### Actions to take
A) In the Prague attractions piece, how many steps do the bell towers of the Church of our Lady before Tyn have?
B) Pick up the Prague attractions piece after its last line and keep writing it.

### Passage provided
— BEGIN —

E.N. Story


10 more attractions in Prague

Prague, the Christmas fairytale has more to offer than just one season! Attractions  in Prague like the Church of our Lady Tyn, the alchemists’ alley (Golden Lane) and the Franz Kafka Museum incite you to discover them and get to see the medieval side of Prague. Finally, picturesque streets such as Nerudova, the artificial island of Kampa and the wonderful Strahov & Loreto monasteries will fill the time of any traveler.

Meet more attractions in Prague

Church of our Lady before Tyn

On the east side of the Old Town Square hides the Church of our Lady before Tyn. You will recognize it by its stunning bell towers that stand out among the buildings and by its impressive gothic architecture. It was named after Týn Square, which preceded the church and was a place of worship both for Prague’s residents and the foreign merchants, who visited the city. Do not hesitate to step inside and admire the artworks and statues of various Czech artists, as well as the oldest organ in Prague. Also, if you have the time and might, you can climb the bell towers’ 139 steps and enjoy the view of the Old Town Square. It is usually not crowded, as the entrance is quite stealthy and groups can visit only upon making appointments.

Suggested visit time: 45 minutes-1 hour
Open: Tuesday-Saturday 10.00-13.00 & 15.00-17.00, Sunday 10.00-12.00.

— END —

### Record extracts
— BEGIN —

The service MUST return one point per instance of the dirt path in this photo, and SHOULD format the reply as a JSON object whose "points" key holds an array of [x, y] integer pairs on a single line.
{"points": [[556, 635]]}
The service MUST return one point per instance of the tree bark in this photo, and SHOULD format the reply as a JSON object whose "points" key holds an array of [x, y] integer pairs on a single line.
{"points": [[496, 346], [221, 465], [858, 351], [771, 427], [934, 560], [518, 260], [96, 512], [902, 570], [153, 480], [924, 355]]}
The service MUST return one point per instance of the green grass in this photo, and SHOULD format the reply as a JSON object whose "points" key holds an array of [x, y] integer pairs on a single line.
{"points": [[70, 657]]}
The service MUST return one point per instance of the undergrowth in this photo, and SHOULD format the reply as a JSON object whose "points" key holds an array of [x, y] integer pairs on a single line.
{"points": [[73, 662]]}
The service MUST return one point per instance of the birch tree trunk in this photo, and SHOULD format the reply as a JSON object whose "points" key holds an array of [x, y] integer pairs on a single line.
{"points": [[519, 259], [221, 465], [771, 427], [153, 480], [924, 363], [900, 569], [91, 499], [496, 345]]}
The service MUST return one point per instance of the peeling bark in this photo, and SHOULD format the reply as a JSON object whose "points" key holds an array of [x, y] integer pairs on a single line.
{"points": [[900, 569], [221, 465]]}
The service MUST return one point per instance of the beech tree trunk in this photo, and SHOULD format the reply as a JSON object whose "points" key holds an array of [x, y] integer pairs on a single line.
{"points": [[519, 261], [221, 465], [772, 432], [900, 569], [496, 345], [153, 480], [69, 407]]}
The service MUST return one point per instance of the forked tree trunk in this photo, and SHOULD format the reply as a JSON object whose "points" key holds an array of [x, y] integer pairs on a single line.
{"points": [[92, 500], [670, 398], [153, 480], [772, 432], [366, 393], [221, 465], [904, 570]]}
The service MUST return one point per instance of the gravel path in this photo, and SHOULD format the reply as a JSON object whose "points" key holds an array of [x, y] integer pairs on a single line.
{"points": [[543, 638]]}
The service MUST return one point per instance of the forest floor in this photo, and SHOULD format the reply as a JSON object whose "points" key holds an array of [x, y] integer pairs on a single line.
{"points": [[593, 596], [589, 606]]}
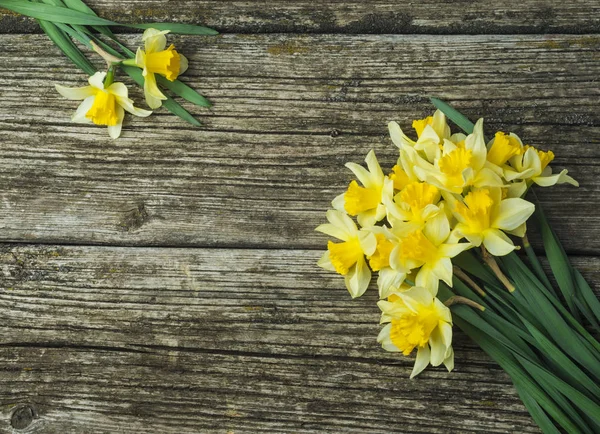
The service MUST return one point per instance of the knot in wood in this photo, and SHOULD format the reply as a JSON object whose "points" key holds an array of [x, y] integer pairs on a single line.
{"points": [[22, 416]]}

— END —
— BEGIN —

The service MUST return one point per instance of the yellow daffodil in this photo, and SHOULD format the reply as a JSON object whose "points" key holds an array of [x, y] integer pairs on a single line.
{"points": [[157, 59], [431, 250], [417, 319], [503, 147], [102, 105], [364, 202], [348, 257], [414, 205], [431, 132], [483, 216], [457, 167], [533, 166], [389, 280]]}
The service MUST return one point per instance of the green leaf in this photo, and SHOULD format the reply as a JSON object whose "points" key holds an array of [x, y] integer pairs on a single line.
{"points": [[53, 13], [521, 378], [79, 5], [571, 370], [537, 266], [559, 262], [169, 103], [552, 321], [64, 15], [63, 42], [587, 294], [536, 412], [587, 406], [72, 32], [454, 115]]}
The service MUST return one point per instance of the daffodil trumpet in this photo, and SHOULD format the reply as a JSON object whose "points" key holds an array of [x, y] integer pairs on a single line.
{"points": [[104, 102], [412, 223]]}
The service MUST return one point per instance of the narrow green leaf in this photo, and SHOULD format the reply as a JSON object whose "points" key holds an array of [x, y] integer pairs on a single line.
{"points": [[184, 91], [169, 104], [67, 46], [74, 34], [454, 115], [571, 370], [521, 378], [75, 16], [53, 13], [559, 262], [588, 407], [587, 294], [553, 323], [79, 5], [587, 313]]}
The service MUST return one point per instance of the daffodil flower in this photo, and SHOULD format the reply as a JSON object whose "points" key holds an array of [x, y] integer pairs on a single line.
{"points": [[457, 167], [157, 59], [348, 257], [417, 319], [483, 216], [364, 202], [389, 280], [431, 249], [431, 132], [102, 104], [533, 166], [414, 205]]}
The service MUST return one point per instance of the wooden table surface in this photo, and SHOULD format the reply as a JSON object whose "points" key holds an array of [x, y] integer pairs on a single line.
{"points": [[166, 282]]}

— END —

### Response list
A) 139 steps

B)
Cost: Free (donations optional).

 The know-it-all says: the church’s towers differ in height by one meter, with the taller one standing for Adam (or Man) and the shorter one for Eve (or Woman)!

The Golden Lane (Street of Alchemists)

The Golden Lane is probably Prague’s most picturesque street. A narrow alley hidden inside the citadel, with tiny houses that one could think were made for dolls, rather than soldiers that guarded the castle. Yet in these colorful houses lived 24 families that later gave their spot to goldsmiths, famous characters and alchemists. Legend has it that in this street people were greatly preoccupied with alchemies in order to find the precious elixir of life and the magic recipe that would turn any kind of metal into gold. Myths and stories might lead your imagination to another era, but this scene stops in our time, as the street has been turned into a commercial-tourist attraction, which you can enter only by purchasing a ticket! Finally, it is worth mentioning that apart from a few houses that display armors and the goldsmiths’ and alchemists’ objects, the rest are souvenir shops and toy stores. Choose to visit it after 5pm, when it is free of charge and less crowded.

Suggested visit time: 30-45 minutes
Open: Everyday 09.00-16.00.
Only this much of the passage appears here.